━━━ RECORDS FOR THE TASK ━━━
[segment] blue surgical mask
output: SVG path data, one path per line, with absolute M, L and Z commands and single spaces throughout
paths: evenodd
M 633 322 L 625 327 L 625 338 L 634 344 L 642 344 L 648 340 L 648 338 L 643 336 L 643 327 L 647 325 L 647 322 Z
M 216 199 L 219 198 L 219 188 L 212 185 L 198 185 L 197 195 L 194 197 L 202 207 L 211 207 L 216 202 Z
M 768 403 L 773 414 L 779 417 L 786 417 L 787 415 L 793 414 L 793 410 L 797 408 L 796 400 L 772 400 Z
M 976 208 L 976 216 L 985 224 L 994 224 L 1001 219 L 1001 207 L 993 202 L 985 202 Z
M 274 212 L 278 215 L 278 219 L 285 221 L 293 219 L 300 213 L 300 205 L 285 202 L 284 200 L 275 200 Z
━━━
**DIRECTIONS FOR THIS TASK**: List each line of the records above that contains the string "data". Case counts.

**FULL ANSWER**:
output: SVG path data, one path per line, with absolute M, L and Z commands and single spaces throughout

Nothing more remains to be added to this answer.